+++ Recorded information +++

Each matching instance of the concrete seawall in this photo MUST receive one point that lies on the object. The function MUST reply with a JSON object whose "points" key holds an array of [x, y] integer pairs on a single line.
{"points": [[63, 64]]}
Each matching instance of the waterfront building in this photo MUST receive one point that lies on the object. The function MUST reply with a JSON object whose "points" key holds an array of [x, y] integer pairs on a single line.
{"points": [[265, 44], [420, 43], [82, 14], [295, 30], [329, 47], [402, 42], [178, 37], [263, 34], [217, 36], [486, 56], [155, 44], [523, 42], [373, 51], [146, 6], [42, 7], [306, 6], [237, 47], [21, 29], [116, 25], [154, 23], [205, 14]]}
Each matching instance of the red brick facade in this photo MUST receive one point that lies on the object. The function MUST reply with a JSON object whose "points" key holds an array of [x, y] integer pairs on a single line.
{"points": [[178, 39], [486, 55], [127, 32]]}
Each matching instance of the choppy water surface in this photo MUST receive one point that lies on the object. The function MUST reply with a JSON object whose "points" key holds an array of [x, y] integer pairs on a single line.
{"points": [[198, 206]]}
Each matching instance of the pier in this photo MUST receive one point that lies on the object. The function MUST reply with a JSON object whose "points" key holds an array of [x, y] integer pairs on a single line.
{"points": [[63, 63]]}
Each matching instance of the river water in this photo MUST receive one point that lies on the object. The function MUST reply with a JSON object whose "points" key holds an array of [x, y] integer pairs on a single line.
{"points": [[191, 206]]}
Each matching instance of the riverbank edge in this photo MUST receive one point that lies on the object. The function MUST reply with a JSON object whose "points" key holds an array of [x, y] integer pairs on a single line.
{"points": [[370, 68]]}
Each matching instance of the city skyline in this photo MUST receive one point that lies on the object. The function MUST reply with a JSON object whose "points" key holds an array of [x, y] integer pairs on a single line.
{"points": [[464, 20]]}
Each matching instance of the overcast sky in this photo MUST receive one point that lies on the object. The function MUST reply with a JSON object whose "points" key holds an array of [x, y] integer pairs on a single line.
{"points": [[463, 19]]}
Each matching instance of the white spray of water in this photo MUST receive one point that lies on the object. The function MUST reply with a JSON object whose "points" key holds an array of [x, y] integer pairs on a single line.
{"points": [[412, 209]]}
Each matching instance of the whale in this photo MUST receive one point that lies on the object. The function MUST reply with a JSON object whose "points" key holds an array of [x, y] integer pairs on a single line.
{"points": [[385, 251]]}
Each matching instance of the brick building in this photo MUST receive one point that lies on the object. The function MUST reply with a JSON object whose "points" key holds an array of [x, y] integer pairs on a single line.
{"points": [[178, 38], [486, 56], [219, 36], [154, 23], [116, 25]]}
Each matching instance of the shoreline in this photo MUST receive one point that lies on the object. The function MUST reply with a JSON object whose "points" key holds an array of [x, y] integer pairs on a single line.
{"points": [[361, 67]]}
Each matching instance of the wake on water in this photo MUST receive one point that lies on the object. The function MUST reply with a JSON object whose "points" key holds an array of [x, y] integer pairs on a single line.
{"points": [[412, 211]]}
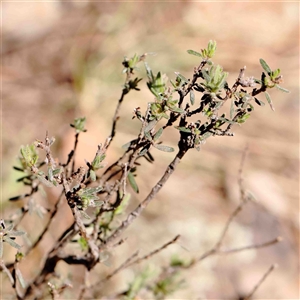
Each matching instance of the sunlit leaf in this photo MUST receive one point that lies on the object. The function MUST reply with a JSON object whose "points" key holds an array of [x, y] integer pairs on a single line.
{"points": [[181, 77], [192, 52], [21, 279], [282, 89], [150, 125], [192, 97], [158, 134], [164, 148], [232, 109], [265, 66], [11, 242], [269, 100], [260, 103]]}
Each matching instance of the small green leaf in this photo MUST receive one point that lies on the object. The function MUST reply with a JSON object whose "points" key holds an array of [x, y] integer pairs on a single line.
{"points": [[158, 134], [11, 242], [192, 97], [150, 126], [164, 148], [269, 100], [132, 182], [282, 89], [121, 208], [183, 129], [83, 243], [265, 66], [92, 175], [192, 52], [260, 103], [79, 124]]}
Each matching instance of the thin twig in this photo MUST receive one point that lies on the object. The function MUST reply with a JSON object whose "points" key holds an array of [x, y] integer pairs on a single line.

+++

Could you write out all the records exactly, without the pictures?

Each matching instance of the concrete seawall in this photo MUST receive one point that lies on the object. The function MUST reply with a JSON object whose "points" key holds an array of [x, y] integer pairs on a single line.
{"points": [[63, 64]]}
Each matching instance of the waterfront building in this photo MUST receive one point that lies on the object. The function MUST reply with a JSON object whose "points" key holds an array of [x, y] integer pairs on a single line.
{"points": [[265, 44], [420, 43], [82, 14], [295, 30], [329, 47], [402, 42], [178, 37], [263, 34], [217, 36], [486, 56], [155, 44], [523, 42], [373, 51], [146, 6], [42, 7], [306, 6], [237, 47], [21, 29], [116, 25], [154, 23], [205, 14]]}
Each matching instance of the red brick facade in this photo MUST receive one point that lies on the object. The function MUST reply with a JSON object whose "points" key holds an array of [x, y] integer pairs on a single line.
{"points": [[178, 39], [486, 55], [127, 32]]}
Each matching instance of the choppy water surface in this photo MUST receive one point that lies on the object. The function MUST reply with a JSON object whose "points" key holds an array of [x, y] integer pairs on a single line.
{"points": [[198, 206]]}
Each matching instance of the pier in this photo MUST receive one point that lies on the object. The function MUST reply with a JSON object whose "points" key holds an array of [x, y] integer pairs on a single line.
{"points": [[63, 63]]}
Each matching instance of the river water in this photo MUST receive one point that lies on the object. The function MUST reply with a JSON object whose "points" key holds an array of [x, y] integer pairs on a single line.
{"points": [[191, 206]]}
Each matching instance of the riverbank edge in this photo MUST receive one point that lies on the object. The function MUST reply with a JSON object whose "points" key holds an array of [x, y] integer pairs on a single line.
{"points": [[370, 68]]}
Each matching instance of the city skyline in this photo MUST receive one point that lies on the object. The function MUST reply with a JSON object whose "points" key holds an array of [x, y] integer pairs on a single line.
{"points": [[464, 20]]}
Each matching instance of the overcast sky in this photo MUST receive one point that lies on the object. The function MUST reply with a JSON object whose "points" key holds an array of [x, y] integer pairs on a single line.
{"points": [[463, 19]]}
Each matching instance of the white spray of water in this photo MUST receive one point that lies on the object. The function MUST reply with a JSON object whose "points" key holds an array of [x, y] integer pairs on a single line.
{"points": [[412, 209]]}
Each matching instance of the whale in this photo MUST receive one point that lies on the object. The function MUST reply with a JSON object whose "points" key holds an array of [x, y] integer pairs on a single line.
{"points": [[385, 251]]}
Each matching instance of the brick building in this photo MUST receive one point that lies on the object. The function MUST reply with a JSON object whose "points" key holds an array of [x, y] integer pairs on a single line.
{"points": [[178, 38], [486, 56], [219, 36], [154, 23], [116, 25]]}
Each matching instance of the shoreline in this photo MUST receive one point that lies on the object. The function MUST reply with a JSON object whose "points" key holds an array of [x, y] integer pairs on a single line.
{"points": [[361, 67]]}
Each matching instance of the wake on water in this photo MUST receive one point that lies on the object. The function MUST reply with a JSON object whose "points" key holds an array of [x, y] integer pairs on a single line.
{"points": [[412, 211]]}
Each matching instance of the sunlit leaf in this photo MUST receive one point that lies on the object. The function MUST reply with a JSON object whose "points" key holds an array of [x, y] integer pairs on a single line.
{"points": [[181, 77], [192, 52], [21, 279], [282, 89], [150, 125], [192, 97], [158, 134], [164, 148], [232, 109], [265, 66], [11, 242], [269, 100], [260, 103]]}
Each matching instance of the small green leaf in this photo MUST receive one point that lies on the object. The function MUST reply with a JSON object whose "points" key holds an array of [x, y] integer pairs on a single line.
{"points": [[158, 134], [11, 242], [192, 97], [150, 126], [164, 148], [269, 100], [132, 182], [282, 89], [121, 208], [183, 129], [83, 243], [265, 66], [92, 175], [192, 52], [260, 103], [79, 124]]}
Each matching instance of the thin twig in this photo MUST receive one point that lies on the object. The function MUST reply with a JSON object whose "points" key holds an array of [x, y] integer pairs on a single line.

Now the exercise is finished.